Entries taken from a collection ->

· · ·

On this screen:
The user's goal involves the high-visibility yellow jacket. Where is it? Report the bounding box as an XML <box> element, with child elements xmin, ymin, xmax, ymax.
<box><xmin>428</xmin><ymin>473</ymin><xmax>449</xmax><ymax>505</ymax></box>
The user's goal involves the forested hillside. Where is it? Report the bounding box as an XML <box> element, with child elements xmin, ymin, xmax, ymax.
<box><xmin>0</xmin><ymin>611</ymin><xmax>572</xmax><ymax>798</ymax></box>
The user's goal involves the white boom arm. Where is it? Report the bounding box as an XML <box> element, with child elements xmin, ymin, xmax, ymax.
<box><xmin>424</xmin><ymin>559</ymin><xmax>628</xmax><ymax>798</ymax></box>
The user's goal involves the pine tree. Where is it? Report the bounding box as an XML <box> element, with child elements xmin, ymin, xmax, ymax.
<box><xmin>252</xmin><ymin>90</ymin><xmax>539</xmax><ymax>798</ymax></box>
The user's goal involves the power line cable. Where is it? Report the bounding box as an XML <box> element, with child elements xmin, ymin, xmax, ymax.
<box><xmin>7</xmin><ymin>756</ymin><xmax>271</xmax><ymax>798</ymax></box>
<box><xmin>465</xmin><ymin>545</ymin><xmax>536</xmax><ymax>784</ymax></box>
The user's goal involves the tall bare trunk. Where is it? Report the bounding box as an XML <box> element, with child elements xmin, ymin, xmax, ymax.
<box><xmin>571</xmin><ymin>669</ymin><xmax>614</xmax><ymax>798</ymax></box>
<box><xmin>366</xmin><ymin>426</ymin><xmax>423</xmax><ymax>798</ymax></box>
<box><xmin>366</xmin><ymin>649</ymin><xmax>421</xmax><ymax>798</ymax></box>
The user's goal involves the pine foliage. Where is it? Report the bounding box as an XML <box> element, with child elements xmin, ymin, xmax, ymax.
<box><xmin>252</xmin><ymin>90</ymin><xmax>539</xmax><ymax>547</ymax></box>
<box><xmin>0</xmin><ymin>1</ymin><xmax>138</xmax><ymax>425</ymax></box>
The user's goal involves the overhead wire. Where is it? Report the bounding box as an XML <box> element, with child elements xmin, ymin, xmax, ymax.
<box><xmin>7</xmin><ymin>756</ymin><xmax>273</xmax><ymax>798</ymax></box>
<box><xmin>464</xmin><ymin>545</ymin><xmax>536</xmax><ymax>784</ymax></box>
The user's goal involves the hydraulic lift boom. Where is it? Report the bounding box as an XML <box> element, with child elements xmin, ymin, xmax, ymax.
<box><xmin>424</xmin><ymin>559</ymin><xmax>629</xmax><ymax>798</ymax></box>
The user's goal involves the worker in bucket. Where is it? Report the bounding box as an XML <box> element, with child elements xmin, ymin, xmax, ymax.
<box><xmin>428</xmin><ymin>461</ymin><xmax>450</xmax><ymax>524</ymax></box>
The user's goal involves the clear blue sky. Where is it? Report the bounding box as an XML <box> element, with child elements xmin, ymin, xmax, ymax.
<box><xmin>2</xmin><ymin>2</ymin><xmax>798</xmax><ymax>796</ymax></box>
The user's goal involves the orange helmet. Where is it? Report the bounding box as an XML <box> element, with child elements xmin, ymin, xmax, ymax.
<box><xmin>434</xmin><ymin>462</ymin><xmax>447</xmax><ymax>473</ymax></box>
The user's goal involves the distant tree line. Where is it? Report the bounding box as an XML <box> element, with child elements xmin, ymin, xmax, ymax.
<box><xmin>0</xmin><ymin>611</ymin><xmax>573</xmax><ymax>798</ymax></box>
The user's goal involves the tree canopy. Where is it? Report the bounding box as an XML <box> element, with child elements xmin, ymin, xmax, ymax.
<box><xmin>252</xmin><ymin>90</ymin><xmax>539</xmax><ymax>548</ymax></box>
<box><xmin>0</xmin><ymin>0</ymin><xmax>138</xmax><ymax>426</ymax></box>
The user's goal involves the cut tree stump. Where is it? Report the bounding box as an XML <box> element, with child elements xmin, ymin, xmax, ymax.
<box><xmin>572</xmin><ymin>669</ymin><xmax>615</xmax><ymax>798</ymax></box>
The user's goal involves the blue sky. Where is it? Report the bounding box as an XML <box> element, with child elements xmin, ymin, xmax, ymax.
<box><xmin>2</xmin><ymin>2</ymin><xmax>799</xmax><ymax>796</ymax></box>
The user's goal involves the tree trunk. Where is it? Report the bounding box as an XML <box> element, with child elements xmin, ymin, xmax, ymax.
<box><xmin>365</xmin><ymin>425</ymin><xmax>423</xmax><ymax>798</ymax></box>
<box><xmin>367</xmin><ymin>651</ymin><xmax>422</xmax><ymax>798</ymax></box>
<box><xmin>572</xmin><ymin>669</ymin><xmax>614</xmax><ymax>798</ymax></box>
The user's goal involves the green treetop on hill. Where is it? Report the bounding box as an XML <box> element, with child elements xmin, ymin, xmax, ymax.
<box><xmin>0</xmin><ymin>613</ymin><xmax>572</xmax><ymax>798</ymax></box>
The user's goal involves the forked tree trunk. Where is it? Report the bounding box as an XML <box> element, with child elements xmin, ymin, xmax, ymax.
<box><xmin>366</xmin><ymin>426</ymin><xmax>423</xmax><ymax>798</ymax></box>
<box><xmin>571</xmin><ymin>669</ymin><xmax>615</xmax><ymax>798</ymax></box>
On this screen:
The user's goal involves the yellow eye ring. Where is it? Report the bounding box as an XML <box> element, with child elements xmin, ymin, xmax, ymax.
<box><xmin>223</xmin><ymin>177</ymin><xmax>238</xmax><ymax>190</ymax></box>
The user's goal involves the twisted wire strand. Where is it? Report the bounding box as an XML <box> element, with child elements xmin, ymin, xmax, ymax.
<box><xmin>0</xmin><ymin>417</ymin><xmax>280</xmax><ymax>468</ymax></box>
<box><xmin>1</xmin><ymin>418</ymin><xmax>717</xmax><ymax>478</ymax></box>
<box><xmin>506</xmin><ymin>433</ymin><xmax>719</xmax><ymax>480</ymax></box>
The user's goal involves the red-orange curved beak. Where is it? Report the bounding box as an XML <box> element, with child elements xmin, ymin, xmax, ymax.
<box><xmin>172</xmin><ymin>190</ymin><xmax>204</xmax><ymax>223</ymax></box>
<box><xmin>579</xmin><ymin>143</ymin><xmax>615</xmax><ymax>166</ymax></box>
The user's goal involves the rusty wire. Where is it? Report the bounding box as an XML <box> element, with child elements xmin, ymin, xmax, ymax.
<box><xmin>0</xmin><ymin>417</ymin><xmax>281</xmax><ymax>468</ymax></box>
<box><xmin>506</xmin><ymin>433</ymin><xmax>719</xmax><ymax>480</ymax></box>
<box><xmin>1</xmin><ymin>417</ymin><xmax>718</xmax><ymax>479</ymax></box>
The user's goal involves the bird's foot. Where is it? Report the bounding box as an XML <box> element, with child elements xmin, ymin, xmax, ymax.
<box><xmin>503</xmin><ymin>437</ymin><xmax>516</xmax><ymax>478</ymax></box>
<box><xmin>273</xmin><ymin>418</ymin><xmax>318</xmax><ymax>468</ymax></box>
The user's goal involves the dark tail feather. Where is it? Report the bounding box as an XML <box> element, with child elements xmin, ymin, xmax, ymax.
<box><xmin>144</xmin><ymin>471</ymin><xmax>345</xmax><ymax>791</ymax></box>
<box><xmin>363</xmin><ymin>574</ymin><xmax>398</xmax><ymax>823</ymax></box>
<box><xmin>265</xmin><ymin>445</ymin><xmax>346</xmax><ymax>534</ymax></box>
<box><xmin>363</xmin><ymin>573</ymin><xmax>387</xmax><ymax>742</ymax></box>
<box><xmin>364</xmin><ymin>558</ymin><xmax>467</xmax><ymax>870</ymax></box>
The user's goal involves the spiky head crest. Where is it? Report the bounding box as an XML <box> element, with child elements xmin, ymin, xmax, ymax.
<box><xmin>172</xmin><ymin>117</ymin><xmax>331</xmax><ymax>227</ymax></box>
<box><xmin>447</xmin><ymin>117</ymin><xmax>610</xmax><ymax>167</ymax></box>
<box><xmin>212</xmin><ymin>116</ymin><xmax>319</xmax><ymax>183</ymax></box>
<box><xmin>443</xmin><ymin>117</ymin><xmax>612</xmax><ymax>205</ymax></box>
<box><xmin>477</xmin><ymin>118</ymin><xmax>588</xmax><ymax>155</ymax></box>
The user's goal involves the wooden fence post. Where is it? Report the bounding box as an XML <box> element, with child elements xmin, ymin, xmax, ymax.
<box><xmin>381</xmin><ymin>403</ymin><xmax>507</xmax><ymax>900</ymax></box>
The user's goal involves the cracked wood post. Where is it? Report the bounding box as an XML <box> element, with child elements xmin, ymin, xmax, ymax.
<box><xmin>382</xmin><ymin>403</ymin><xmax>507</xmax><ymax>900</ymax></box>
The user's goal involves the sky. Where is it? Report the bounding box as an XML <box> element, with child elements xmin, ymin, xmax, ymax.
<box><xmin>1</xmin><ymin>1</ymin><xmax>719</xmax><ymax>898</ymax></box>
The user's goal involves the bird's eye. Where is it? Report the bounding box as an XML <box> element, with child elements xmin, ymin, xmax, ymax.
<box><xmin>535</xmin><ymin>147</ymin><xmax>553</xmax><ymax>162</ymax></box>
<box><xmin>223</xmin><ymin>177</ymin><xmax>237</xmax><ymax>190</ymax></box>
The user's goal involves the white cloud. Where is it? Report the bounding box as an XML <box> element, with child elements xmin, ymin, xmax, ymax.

· · ·

Work order ->
Once you reach the line that contains "The user's goal involves the wooden", print it and every line after it exactly as written, stopping at the last line of the records and adding nothing.

Solved problem ->
The user's goal involves the wooden fence post. Where is it? Report the bounding box as an XML <box> element, with child elements xmin, ymin, xmax, ymax.
<box><xmin>381</xmin><ymin>403</ymin><xmax>507</xmax><ymax>900</ymax></box>
The user's goal involves the cracked wood post. Where is it? Report the bounding box as an XML <box> element, with child elements xmin, ymin, xmax, ymax.
<box><xmin>382</xmin><ymin>403</ymin><xmax>507</xmax><ymax>900</ymax></box>
The user's goal involves the sky. Where is it? Report the bounding box as an XML <box> element, with child elements xmin, ymin, xmax, ymax.
<box><xmin>1</xmin><ymin>1</ymin><xmax>719</xmax><ymax>898</ymax></box>
The user's goal involves the bird's eye. Where is it? Report the bounding box as an XML <box> element, with child elements xmin, ymin, xmax, ymax.
<box><xmin>535</xmin><ymin>147</ymin><xmax>553</xmax><ymax>162</ymax></box>
<box><xmin>223</xmin><ymin>177</ymin><xmax>237</xmax><ymax>190</ymax></box>
The user's goal involves the white cloud. Where is it? Report the bounding box as an XML <box> element, with child elements xmin, ymin, xmax, ymax.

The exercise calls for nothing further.